Could You Have Been a Teacher in the 19th Century?

During my research into one of my relatives who was a teacher in the 19th century, I came across some math problems published in a newsletter for teachers. These questions were used during examinations of assistant teachers at elementary schools in 1878. People taking the assistant teachers’ exam were usually around 18 years old, had finished their own elementary school with good results and had worked for several years as a trainee, assisting already qualified teachers.

Children in class

Children using an abacus in school. Image credits: Spaarnestad Photo

Test questions

  • Barge versus man
    A walker, who walks 5 kilometers per hour, leaves half an hour before the departure of the draw barge from A to B. The barge progresses at 9 kilometers per hour and stops twice for five minutes, while the walker rests for fifteen minutes. If the barge arrives in B 15 minutes before the walker, how long is the road?
  • Filling a tub
    A tub is filled by three taps. If they are all opened together for half an hour, the strongest tap can fill the tub up in 3.75 hours. If they would be open together for a full hour, the same tap could fill the remainder in 2.5 hours. If the ratio of the strength of the second and third tap is 4:5, in how many hours can each tap fill the tub?

## Work to be completed
According to the piece on 19th-century teachers, what was usually true of people taking the assistant teachers' exam? List each point it gives.

## Extracted records

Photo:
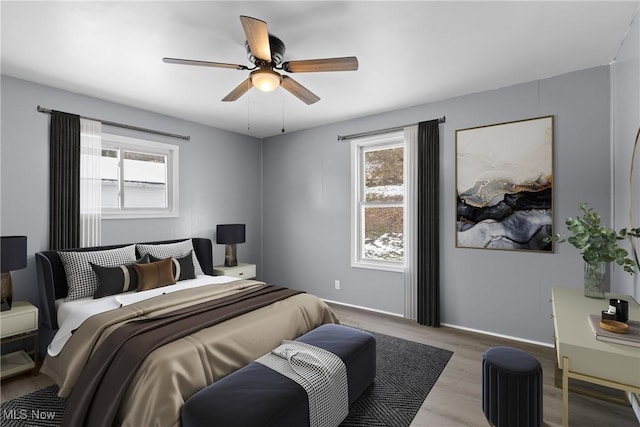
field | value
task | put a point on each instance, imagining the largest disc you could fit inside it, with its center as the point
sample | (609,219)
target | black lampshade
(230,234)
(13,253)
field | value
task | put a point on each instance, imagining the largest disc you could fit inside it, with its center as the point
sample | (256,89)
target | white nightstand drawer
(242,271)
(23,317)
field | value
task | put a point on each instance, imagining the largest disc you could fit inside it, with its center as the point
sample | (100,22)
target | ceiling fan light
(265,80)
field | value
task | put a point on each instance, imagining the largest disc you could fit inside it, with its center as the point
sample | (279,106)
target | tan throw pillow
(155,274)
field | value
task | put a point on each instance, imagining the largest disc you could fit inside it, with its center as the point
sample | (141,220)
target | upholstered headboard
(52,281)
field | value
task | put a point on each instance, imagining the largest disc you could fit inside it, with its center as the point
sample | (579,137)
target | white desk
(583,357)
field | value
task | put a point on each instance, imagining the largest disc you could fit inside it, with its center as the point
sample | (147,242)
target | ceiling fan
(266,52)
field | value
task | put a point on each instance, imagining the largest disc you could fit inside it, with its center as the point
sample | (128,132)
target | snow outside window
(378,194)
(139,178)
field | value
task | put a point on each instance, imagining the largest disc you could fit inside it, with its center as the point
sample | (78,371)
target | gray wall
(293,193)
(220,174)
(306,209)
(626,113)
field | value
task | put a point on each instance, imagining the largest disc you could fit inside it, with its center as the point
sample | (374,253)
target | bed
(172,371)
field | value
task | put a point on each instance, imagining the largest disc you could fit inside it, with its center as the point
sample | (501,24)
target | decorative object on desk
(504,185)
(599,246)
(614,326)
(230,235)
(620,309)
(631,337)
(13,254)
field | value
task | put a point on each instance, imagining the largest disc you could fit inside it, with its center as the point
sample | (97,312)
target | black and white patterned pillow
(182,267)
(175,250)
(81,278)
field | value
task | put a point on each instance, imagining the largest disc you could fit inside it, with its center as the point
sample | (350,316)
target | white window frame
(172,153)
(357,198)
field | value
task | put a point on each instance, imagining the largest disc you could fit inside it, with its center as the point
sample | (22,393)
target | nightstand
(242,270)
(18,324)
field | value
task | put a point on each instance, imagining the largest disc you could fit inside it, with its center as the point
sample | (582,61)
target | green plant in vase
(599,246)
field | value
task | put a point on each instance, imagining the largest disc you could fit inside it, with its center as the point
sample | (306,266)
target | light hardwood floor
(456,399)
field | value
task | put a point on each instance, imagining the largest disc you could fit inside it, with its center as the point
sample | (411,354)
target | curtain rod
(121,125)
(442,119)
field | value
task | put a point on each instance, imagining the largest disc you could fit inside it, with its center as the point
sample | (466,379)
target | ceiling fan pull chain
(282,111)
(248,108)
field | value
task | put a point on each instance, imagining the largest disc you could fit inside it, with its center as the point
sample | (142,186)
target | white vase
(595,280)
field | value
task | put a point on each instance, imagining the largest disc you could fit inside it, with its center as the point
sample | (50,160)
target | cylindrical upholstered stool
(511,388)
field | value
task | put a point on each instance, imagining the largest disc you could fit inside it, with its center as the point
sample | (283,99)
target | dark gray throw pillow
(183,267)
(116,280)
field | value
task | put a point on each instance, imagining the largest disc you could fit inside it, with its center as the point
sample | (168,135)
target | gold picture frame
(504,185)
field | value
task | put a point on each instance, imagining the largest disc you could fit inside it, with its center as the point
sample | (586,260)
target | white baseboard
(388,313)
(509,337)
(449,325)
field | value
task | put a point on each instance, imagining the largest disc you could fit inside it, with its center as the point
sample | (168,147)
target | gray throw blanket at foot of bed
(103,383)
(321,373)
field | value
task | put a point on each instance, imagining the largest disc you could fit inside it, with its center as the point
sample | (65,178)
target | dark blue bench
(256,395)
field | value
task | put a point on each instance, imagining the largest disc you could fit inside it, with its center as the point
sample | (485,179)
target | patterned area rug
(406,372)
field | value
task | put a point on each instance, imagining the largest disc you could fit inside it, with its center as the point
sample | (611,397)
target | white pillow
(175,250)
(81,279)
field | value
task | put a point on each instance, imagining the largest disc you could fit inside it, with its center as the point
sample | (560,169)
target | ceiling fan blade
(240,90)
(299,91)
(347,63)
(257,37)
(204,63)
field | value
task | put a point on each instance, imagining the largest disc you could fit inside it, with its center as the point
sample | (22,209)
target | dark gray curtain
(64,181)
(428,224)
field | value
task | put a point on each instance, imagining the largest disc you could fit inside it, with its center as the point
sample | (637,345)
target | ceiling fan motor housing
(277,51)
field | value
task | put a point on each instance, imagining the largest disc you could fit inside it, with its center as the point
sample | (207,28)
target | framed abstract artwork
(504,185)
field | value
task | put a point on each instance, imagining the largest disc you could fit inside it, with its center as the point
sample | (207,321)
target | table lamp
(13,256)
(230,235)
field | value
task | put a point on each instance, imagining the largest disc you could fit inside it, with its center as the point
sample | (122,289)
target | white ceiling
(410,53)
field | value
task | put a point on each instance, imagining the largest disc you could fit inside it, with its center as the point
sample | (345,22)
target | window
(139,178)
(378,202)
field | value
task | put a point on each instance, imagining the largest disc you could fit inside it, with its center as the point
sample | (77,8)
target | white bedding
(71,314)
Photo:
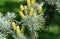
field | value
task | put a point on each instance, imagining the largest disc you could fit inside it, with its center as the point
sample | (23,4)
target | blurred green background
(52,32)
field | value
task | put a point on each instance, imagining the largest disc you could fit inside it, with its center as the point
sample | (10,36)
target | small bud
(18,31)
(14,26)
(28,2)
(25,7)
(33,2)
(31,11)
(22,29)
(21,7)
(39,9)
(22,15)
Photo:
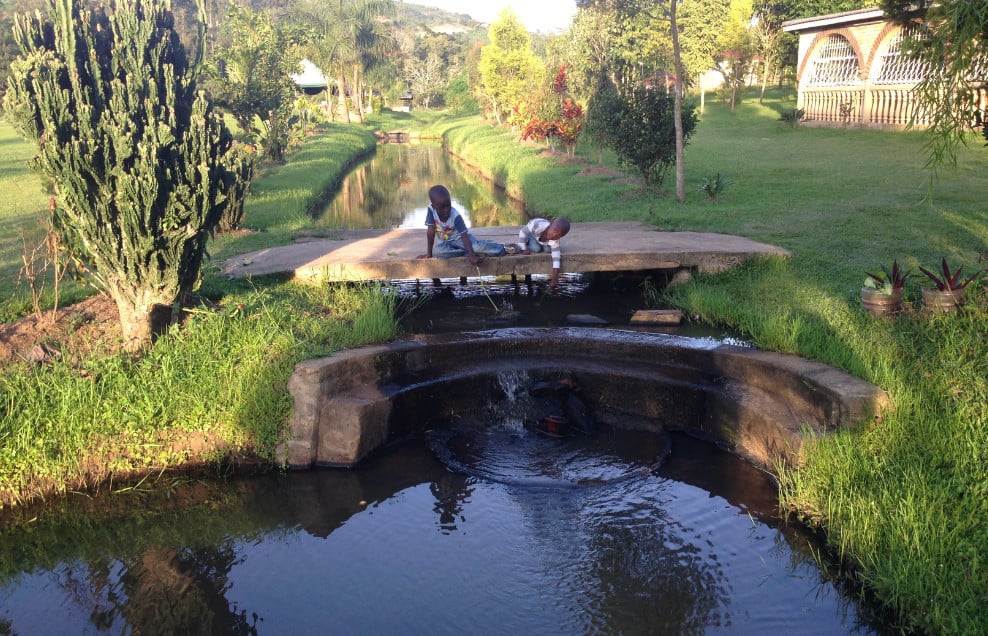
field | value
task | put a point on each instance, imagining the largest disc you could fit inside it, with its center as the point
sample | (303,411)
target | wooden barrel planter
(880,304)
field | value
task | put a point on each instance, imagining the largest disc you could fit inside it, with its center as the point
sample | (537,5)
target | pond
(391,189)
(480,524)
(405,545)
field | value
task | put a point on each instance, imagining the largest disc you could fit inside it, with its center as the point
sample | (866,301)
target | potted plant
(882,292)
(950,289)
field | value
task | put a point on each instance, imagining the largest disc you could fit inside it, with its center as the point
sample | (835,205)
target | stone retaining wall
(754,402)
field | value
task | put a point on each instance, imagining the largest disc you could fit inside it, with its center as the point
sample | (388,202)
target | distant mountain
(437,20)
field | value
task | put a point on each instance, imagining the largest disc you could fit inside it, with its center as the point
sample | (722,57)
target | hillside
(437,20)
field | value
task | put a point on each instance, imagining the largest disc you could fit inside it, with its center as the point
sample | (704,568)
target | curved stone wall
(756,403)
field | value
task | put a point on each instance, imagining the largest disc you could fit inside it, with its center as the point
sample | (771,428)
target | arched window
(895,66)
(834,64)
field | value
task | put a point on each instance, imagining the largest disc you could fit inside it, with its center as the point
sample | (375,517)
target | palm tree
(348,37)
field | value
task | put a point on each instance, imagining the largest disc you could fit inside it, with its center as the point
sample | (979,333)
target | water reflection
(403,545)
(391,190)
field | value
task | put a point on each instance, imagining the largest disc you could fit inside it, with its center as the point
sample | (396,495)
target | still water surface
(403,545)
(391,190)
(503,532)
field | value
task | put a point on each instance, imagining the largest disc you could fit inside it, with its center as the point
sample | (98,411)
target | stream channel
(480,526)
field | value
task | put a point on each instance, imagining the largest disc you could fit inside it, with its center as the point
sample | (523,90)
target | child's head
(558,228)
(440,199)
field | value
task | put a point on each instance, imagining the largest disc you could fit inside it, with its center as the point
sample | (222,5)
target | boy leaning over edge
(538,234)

## Response to this exercise
- They were around 18 years old.
- They had finished their own elementary school with good results.
- They had worked for several years as a trainee, assisting already qualified teachers.